▼

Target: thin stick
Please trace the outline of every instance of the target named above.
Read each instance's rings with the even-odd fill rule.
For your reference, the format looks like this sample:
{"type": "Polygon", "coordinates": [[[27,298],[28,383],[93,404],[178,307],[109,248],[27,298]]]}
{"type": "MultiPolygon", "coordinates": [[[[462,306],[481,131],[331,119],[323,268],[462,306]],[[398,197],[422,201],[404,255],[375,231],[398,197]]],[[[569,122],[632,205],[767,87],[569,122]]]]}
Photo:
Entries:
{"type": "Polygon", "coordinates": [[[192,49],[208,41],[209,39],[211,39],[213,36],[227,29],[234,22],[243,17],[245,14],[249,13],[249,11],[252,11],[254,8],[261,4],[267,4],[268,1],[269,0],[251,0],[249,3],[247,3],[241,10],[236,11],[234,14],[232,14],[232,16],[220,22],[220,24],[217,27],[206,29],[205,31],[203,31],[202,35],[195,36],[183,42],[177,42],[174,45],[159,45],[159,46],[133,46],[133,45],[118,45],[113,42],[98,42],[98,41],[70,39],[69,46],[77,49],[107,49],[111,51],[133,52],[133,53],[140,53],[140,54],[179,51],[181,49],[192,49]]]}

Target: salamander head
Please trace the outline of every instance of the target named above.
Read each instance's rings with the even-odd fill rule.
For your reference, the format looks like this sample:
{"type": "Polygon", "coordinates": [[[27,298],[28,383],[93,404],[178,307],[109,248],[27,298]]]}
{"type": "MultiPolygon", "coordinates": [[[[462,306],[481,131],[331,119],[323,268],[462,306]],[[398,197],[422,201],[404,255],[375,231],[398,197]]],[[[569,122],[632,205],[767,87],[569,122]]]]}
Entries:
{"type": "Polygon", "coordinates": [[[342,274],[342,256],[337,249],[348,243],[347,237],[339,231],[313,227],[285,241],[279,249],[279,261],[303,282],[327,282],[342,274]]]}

▲
▼

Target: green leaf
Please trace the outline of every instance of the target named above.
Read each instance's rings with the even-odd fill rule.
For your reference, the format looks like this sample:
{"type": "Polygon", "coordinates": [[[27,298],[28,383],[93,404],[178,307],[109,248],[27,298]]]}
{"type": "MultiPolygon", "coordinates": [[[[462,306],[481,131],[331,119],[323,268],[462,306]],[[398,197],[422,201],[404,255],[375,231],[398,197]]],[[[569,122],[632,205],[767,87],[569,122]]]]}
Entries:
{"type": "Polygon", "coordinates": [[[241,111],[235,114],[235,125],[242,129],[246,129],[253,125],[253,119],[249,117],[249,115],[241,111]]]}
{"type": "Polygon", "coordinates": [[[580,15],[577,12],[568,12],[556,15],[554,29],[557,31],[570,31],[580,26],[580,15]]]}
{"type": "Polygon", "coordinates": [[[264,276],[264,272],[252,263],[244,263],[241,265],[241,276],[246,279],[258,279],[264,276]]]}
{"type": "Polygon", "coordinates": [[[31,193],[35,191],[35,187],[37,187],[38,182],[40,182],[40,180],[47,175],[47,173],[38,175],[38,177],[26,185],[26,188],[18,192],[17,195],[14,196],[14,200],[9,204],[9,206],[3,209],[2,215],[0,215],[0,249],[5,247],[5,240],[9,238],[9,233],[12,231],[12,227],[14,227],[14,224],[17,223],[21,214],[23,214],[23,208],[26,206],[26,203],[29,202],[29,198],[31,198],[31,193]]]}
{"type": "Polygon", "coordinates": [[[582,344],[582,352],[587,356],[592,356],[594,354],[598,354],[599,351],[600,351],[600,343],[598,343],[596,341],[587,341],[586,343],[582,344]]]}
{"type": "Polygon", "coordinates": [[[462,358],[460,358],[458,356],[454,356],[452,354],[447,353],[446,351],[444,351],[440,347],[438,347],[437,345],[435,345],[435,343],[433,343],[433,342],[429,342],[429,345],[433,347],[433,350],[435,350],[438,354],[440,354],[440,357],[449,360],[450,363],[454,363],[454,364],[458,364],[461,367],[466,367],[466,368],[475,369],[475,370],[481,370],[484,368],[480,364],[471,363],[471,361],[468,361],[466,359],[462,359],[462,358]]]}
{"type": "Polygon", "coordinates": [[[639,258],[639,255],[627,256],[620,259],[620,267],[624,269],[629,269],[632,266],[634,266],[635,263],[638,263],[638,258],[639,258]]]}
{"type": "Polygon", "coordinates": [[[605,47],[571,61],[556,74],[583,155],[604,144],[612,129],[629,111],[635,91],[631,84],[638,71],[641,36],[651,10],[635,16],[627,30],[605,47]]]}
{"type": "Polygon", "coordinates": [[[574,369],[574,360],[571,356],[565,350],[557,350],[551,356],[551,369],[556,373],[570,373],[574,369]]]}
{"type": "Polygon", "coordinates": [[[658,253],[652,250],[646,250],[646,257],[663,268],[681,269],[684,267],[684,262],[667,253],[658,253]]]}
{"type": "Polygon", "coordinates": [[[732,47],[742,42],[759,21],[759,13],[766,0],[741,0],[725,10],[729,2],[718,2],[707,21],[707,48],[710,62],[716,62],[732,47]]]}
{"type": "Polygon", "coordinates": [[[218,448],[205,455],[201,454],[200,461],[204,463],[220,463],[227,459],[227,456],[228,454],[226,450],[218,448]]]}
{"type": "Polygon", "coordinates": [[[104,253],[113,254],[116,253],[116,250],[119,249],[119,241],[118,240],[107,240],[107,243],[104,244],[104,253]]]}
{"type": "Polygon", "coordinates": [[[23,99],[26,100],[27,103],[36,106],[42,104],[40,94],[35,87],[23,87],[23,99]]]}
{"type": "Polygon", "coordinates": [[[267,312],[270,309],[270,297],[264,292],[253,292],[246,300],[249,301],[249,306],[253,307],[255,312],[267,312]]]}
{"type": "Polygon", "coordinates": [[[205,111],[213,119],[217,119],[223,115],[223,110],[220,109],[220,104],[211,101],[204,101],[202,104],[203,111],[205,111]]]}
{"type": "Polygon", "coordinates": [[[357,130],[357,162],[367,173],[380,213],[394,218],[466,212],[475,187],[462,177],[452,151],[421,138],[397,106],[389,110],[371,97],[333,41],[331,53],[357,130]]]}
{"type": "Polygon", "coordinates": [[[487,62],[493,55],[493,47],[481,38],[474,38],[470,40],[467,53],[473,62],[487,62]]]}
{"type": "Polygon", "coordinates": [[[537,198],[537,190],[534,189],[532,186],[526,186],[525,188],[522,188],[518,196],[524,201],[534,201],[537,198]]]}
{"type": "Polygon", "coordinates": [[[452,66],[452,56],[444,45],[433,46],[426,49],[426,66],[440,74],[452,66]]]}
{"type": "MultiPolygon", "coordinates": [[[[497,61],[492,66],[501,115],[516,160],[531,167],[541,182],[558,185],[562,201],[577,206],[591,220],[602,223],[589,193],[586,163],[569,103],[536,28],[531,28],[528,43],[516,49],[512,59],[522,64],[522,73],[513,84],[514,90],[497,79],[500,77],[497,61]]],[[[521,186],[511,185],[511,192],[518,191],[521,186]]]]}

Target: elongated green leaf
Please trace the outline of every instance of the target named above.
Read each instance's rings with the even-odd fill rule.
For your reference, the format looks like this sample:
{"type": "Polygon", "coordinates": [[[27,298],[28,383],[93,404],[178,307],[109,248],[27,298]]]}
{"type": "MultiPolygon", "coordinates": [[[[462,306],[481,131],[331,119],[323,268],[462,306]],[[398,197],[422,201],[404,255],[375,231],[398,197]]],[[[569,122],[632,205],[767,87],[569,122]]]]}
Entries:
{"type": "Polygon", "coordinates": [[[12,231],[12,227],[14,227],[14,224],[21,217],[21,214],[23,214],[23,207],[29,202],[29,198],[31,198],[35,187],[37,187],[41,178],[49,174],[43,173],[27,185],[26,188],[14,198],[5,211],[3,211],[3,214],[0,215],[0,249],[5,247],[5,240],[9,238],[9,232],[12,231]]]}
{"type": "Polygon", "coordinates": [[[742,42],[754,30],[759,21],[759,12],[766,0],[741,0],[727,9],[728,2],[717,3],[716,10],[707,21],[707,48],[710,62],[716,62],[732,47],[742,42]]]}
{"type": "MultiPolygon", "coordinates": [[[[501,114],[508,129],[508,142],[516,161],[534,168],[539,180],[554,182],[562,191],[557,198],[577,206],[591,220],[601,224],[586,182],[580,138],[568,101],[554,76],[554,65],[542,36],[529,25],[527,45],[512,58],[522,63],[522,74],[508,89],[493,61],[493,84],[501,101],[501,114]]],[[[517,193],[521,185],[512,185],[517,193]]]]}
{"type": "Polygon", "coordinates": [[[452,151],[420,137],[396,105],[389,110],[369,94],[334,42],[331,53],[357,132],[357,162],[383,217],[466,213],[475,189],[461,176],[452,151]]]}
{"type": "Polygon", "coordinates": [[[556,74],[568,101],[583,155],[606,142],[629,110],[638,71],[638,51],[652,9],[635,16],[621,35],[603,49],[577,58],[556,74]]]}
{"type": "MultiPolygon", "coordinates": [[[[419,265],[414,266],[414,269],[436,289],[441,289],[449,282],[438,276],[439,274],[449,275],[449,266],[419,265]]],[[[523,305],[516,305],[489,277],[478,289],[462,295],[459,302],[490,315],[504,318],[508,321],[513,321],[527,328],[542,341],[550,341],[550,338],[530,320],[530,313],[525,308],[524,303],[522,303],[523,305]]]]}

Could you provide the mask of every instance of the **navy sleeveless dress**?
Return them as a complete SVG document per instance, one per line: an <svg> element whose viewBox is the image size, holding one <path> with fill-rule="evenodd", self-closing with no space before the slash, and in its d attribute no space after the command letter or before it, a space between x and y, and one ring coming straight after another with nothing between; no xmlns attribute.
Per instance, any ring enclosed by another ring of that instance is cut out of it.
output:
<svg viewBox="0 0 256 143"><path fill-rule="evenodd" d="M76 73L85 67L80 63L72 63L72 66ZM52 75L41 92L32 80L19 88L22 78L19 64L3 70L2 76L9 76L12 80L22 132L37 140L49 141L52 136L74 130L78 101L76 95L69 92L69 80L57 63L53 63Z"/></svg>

▲

PROBLEM DESCRIPTION: Quote everything from the line containing "Could you provide" down to the line containing "Return them as", both included.

THE RESPONSE:
Could you provide the mask of every instance of the **navy sleeveless dress**?
Return them as a complete SVG document per instance, one per line: an <svg> element whose viewBox is the image size, holding one <path> with fill-rule="evenodd", self-closing with no space before the slash, and in its d attribute no space after the command letter or before it, a space between x and y, and one ring coming straight after another with nothing between; no xmlns attribute.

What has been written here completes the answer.